>> BEGIN THE DATA
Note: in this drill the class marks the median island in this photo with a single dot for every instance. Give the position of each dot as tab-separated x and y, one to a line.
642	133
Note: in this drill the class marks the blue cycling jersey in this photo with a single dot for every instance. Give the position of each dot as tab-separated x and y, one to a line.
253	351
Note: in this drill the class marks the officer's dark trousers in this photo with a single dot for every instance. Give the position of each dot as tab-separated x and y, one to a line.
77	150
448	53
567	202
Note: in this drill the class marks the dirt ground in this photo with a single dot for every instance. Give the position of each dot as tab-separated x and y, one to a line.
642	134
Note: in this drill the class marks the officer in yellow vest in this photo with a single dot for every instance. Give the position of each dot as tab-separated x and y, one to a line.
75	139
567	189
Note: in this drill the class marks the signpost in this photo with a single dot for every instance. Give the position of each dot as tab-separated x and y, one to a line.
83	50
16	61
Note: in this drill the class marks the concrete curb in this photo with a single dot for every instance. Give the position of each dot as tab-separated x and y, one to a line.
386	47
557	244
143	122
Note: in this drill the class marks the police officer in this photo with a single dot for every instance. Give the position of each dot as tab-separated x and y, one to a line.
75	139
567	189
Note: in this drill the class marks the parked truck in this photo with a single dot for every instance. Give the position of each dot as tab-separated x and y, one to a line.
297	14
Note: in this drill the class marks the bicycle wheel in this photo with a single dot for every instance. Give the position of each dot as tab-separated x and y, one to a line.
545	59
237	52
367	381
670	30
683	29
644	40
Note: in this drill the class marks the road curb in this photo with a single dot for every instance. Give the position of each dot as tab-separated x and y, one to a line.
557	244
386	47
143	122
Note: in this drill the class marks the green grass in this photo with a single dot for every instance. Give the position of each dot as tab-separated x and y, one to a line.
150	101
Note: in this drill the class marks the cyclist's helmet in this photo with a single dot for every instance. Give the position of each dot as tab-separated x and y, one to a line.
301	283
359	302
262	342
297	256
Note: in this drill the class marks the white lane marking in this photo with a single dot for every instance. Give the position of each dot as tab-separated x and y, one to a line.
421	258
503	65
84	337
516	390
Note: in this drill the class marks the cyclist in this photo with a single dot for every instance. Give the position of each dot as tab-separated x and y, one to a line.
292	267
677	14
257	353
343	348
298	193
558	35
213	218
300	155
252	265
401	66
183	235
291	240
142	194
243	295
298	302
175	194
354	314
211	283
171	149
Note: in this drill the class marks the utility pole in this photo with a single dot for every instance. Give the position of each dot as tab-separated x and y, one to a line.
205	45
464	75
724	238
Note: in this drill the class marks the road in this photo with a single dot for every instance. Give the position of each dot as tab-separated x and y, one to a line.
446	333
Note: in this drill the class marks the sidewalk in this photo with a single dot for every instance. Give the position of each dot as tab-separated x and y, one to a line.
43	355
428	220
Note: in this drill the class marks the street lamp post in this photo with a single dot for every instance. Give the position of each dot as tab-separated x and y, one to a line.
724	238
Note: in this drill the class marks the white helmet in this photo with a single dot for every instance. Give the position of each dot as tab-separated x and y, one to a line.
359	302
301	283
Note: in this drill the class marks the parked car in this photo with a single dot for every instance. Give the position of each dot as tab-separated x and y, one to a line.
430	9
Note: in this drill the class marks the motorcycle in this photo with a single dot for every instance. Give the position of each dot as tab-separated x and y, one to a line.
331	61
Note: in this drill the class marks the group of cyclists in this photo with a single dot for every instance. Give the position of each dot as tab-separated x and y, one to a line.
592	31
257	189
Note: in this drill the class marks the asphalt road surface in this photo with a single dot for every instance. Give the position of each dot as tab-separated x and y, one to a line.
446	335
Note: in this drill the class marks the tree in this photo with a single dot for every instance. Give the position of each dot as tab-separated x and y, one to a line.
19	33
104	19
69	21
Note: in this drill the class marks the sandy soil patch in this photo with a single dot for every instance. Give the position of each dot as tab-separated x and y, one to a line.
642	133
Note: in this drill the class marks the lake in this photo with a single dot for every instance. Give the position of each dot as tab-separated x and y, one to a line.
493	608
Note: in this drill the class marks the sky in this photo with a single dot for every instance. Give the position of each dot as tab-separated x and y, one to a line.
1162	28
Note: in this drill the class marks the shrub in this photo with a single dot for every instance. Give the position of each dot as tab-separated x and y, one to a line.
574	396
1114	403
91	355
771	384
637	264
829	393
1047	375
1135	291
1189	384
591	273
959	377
>> END THE DATA
Quote the data in full, keeping each word unchanged.

Note: in this drill the class marks the median island in this photo with a single dot for every instance. Give the position of each dot as tab-separated x and y, one to a line.
642	133
Note: in this drill the class marks the blue cycling jersey in this photo with a single dot for every instance. Give the position of each dot as tab-separated x and y, one to a line.
253	351
Note: in this drill the class marks the officer's dark trousers in this photo with a single dot for every instance. Give the position of each dot as tab-separated x and y, one to a line.
77	150
448	53
567	202
Note: in this drill the class marks the dirt ground in this photo with a single dot for every instance. Give the position of each dot as tab-separated x and y, one to a line.
642	134
Note: in this drill the class marks the officer in yellow vest in this photo with a single dot for every instance. Give the position of each dot as tab-separated x and y, one to a line.
75	139
567	189
Note: in this drill the class marks the signpost in this photo with a single dot for every instance. Give the position of each dot as tab-separated x and y, one to a line.
83	50
16	61
Note: in this drill the class marks the concrete curb in this photo with a single dot for every instance. Give the position of each dot as tab-separated x and y, one to a line.
386	47
557	244
143	122
Note: in this drill the class marks the police officer in this photo with a single dot for every instance. Give the position of each dot as tab-separated x and y, one to a line.
75	139
567	189
Note: in this drill the class marks the parked truck in this photo with a single dot for every instance. Give the position of each dot as tab-separated x and y, one to a line.
297	14
Note: in this drill the class marks the bicycle wheel in this photo with a single dot for every instance. Give the position of each dot as tab-separated x and y, one to a line.
545	59
237	52
367	381
670	30
683	29
644	40
Note: in this drill the class marks the road curb in this photo with a single dot for every instance. Give the position of each dot as tab-separated x and y, one to a line.
557	244
386	47
143	122
Note: in this drill the class marks the green grass in this photo with a single dot for every instance. Give the position of each dot as tab-separated x and y, one to a line.
150	101
Note: in this drill the class marks the cyclist's helmet in this photo with a single dot for every instance. Give the position of each dot as tab-separated x and y, one to a line.
301	283
359	302
262	342
297	256
Note: in this drill the class marks the white lane marking in this photo with a single dot for every instance. Give the position of each dot as tab-separated x and y, one to a line.
421	258
503	65
84	337
516	390
Note: in this drill the class marks the cyclist in this photo with a single dot for every instance. Give the position of each dot as tab-separated x and y, one to a line.
292	267
677	14
257	353
343	348
298	193
558	35
213	218
300	155
252	265
401	66
183	235
291	240
142	194
243	295
298	302
175	194
354	314
211	283
171	149
Note: in this drill the class marks the utility pole in this photo with a single dot for every instance. Give the position of each dot as tab-separated x and y, one to a line.
205	45
464	75
724	238
Note: in this drill the class marks the road in this photo with a single dot for every instance. Give the position of each dot as tab-separated x and y, one to a line.
446	333
Note: in this drill the class marks the sidewalk in this photo with a single dot for every instance. Give the position of each dot as tab-separated x and y, one to a line.
43	355
428	220
Note: in this drill the class marks the street lamp post in this photo with a single dot for every instance. Give the position of each dot as tab-separated x and y, one to a line.
724	238
Note: in this drill the class marks the white helmet in this photo with a single dot for every instance. Give the position of each dot as tab-separated x and y, one to a line.
359	302
301	283
Note: in this drill the class marks the parked car in this photo with a single dot for every instance. Give the position of each dot as tab-separated x and y, one to a line.
430	9
Note: in this drill the class marks the motorcycle in this photo with a single dot for every instance. Give the position of each dot as tab-separated x and y, one to a line.
331	61
Note: in this drill the class marks the group of cyclists in this photo with a single dot for every instance. Give the position of each dot as tab-separated x and y, one to a line.
592	31
257	189
Note: in this drill the class marks the asphalt road surface in this photo with a single dot for every instance. Give the position of each dot as tab-separated x and y, one to a line.
446	335
Note: in this drill the class marks the tree in this photo with a single dot for every instance. Give the position of each dot as tab-separated x and y, one to a line.
19	33
104	19
69	21
Note: in this drill the class marks the sandy soil patch in this photo with a single dot for every instance. Give the position of each dot as tab-separated x and y, one to a line.
642	133
Note: in this drill the class marks the lake in this photo with a single dot for every instance. Give the position of each dot as tab-separated x and y, one to a line.
493	608
Note: in this drill the class marks the sky in this photo with a single dot for every instance. Give the position of each dot as tab-separated x and y, one to a line.
1162	28
Note: in this drill the class marks the shrub in this photo with a single dot for every instance. Give the position of each dot as tab-separated x and y, one to a line.
574	396
1114	403
91	355
771	384
637	264
829	393
1047	375
1135	291
1189	384
591	273
959	377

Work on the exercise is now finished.